About this task:
Answer these from the miniatures exhibition text below:
(a) What dates does the exhibition run?
(b) For how many consecutive years have the Fine Art students shown miniature works at Grays Wharf?
(c) Which work by Patricia MacCormack is quoted?

Excerpt:
- - -
MINIATURES
Exploring the Monstrous and the Miniature
BA(Hons) FINE ART
FALMOUTH UNIVERSITY
24 FEB - 11 MAR 2023
GRAYS WHARF GALLERY
ABOUT THE EXHIBITION
‘Monsters themselves are defined, most basically, as ambiguities.’
- Patricia MacCormack, Posthuman Teratology
For the third consecutive year, students from the BA(Hons) Fine Art course at Falmouth University present an exhibition of miniature artworks at Grays Wharf. This year’s project invites students to explore, respond to and engage with some aspect of ‘the monstrous’.
The monstrous can be broadly understood as a confounding eruption of ambiguity that resists definition and categorisation. (1)
The monstrous gives voice and agency to those othered, marginalised and demonised by the status quo. Leaning into and embracing monstrosity can be understood as a subversive inhabitation of that which is queer, weird, wonky, abject or awkward… (2)
Monstrosity in a generative sense is a celebration of symbiotic entanglement – of teeming, diverse and disobedient life. But a more destructive sense of the monstrous lurks in the toxic terrors unleased by humans – pollution, pathogens, plastics etc. – that seep into and corrupt fragile living systems, both big and small. (3)
- - -
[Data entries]
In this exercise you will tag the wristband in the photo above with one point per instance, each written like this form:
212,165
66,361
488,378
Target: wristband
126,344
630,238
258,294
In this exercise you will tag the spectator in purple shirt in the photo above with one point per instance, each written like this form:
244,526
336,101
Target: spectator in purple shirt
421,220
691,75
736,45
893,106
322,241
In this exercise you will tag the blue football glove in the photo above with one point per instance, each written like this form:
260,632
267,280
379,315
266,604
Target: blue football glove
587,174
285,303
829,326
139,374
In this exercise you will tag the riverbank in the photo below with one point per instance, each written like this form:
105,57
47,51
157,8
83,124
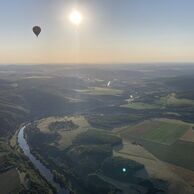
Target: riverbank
43,170
29,176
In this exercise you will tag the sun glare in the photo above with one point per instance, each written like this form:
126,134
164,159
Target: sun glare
75,17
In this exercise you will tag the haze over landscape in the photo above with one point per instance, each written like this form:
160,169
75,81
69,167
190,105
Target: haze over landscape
111,31
96,97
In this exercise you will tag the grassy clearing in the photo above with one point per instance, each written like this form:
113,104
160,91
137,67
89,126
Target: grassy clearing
172,100
66,137
140,106
101,91
164,131
188,136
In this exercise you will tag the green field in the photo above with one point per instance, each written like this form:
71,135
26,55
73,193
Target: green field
172,100
140,106
66,137
163,131
101,91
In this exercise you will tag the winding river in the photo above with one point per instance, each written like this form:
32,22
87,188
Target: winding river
44,171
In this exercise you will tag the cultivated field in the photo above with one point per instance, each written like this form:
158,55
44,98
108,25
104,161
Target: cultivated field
163,131
66,137
140,106
101,91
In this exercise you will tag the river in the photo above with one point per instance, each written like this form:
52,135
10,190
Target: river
44,171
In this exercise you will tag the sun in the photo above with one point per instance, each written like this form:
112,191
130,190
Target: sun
75,17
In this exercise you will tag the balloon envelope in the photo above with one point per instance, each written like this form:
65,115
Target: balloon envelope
36,30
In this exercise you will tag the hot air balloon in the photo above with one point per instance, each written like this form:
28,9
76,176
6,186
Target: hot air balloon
36,30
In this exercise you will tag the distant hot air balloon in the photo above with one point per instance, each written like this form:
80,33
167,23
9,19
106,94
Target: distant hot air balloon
36,30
- - -
Response:
(a) 24 Feb - 11 Mar 2023
(b) Three (this is the third consecutive year)
(c) Posthuman Teratology